-- Dataset excerpts --
»»

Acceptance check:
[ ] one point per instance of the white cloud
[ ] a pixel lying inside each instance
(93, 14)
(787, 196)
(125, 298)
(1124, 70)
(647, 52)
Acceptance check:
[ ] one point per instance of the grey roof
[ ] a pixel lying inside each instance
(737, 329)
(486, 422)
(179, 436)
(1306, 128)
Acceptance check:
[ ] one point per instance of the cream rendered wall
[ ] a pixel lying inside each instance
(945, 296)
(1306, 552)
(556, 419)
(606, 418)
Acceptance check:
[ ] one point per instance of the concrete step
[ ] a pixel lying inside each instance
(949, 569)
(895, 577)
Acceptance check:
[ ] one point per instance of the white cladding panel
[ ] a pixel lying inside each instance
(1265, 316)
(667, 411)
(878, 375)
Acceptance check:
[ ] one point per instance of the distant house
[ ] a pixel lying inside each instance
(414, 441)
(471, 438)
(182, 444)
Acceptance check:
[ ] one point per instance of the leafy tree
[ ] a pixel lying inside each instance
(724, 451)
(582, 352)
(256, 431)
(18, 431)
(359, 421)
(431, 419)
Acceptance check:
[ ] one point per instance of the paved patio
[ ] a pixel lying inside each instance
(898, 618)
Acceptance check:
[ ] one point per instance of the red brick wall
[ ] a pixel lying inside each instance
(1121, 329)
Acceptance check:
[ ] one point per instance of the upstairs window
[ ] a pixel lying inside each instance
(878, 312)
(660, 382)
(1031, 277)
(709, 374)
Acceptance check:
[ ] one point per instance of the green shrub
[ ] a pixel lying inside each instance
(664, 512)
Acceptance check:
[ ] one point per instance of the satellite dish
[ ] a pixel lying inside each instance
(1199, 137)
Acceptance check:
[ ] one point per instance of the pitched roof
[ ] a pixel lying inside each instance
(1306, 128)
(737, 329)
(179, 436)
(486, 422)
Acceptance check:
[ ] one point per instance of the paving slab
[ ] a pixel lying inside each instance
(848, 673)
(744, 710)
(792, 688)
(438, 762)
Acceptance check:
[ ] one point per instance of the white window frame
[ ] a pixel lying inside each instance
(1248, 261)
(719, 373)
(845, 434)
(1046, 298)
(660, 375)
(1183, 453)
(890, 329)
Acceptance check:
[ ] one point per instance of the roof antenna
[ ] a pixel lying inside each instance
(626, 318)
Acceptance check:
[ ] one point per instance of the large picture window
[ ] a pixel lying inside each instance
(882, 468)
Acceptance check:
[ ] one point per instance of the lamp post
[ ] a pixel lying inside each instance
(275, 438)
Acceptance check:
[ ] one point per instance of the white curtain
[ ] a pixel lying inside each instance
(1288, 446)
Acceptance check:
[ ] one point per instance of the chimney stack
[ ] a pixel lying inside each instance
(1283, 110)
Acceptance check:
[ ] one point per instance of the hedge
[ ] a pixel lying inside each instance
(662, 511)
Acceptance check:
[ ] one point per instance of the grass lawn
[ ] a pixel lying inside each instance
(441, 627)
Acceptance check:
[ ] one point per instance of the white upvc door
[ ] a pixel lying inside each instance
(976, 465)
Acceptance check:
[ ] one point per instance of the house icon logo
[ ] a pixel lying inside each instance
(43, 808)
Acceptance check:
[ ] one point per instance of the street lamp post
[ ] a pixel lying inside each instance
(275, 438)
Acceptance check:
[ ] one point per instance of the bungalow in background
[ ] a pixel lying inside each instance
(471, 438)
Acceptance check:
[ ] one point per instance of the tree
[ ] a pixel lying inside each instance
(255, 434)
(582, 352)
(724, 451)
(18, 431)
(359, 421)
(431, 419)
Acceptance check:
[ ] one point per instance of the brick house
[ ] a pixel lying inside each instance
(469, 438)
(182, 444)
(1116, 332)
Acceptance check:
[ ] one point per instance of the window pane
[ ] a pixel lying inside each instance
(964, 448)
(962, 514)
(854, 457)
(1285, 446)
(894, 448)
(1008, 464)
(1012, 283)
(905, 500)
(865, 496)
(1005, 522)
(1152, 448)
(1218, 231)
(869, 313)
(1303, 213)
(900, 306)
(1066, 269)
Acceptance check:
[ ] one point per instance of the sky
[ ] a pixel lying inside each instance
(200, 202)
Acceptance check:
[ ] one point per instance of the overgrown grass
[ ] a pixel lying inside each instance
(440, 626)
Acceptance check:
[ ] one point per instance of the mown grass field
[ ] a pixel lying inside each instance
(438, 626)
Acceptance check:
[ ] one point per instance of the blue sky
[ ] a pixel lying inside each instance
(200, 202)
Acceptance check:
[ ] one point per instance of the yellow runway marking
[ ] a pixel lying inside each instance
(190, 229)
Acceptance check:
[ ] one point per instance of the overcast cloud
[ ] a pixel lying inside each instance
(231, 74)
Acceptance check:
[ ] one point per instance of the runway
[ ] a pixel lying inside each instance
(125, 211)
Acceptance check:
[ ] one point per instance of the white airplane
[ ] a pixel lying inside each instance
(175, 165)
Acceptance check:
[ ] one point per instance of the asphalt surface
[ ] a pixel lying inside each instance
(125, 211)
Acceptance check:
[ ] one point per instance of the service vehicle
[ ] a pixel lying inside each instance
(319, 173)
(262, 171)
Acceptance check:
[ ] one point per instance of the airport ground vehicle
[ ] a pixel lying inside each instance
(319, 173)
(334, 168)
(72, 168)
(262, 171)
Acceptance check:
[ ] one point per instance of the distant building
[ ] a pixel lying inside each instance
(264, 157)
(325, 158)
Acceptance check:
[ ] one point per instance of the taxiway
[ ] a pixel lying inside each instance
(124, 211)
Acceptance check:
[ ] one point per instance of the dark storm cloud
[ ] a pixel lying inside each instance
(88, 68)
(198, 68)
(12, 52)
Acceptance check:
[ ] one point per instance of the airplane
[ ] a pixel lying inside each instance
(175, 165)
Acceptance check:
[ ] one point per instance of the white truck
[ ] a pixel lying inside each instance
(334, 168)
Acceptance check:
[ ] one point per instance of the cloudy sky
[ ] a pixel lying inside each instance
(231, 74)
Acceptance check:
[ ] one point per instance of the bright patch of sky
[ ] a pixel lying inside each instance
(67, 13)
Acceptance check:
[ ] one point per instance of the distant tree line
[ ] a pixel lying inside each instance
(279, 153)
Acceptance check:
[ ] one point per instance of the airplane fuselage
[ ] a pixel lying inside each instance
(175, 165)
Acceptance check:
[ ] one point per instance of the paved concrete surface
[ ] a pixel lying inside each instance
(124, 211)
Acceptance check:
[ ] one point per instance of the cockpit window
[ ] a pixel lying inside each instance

««

-- What the task requires --
A single number is the answer: the count of lines in the material above that contain "surface".

-- Task output --
2